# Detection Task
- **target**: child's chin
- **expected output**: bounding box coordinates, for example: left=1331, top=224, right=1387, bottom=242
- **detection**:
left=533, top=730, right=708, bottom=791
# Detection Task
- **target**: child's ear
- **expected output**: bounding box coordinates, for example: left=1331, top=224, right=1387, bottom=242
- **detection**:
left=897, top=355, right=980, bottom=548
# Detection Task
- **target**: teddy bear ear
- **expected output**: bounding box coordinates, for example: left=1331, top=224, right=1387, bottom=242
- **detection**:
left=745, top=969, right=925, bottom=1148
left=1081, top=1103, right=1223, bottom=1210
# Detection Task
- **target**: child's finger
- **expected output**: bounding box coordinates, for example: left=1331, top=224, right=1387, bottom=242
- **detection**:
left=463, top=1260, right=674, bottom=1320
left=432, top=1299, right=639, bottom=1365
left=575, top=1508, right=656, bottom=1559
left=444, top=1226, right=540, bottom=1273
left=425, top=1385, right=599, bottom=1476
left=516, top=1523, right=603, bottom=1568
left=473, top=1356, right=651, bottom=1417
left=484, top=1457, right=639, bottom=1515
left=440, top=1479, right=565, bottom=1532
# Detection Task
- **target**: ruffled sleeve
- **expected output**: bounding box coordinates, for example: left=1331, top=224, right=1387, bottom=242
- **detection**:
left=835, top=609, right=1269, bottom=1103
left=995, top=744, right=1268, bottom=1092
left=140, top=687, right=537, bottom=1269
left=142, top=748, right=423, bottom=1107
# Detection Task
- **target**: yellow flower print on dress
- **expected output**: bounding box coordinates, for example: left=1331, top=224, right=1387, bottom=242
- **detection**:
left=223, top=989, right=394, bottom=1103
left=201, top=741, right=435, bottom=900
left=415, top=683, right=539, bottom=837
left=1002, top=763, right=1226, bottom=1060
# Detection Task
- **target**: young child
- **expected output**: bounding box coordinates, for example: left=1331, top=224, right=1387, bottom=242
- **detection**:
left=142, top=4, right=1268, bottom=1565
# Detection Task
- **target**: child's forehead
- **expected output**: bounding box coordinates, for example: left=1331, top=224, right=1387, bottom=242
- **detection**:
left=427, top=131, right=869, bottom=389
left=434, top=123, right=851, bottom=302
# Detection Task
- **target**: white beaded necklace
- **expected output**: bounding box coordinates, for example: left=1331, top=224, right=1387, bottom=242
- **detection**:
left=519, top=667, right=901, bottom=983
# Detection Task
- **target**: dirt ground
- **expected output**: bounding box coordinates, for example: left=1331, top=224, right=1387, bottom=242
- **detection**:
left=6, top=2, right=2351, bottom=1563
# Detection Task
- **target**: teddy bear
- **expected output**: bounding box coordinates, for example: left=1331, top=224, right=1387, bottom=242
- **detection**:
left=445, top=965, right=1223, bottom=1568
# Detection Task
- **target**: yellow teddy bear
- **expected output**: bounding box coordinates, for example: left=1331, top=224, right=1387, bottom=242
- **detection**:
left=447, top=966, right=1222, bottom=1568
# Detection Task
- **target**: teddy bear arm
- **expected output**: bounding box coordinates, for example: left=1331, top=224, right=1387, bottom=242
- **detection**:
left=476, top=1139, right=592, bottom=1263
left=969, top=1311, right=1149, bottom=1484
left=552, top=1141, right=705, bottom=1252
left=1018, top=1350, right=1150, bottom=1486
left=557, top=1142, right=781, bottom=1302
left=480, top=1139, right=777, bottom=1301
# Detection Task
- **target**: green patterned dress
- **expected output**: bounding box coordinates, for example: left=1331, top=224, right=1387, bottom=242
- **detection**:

# [Work task]
Restate, word for word and without additions, every line from the top of the listing above through the line that contains "- **target**: teddy bear ear".

# [Finished exercise]
# Detection Task
- **target**: child's chin
- **expected output**: bounding box coordinates, for example: left=1331, top=224, right=1387, bottom=242
- **detection**:
left=533, top=730, right=708, bottom=791
# Detection Task
- **target**: child's ear
- **expected output**: bounding box coordinates, for example: left=1331, top=224, right=1387, bottom=242
- **detection**:
left=897, top=355, right=980, bottom=548
# Detection Task
- **target**: teddy bear ear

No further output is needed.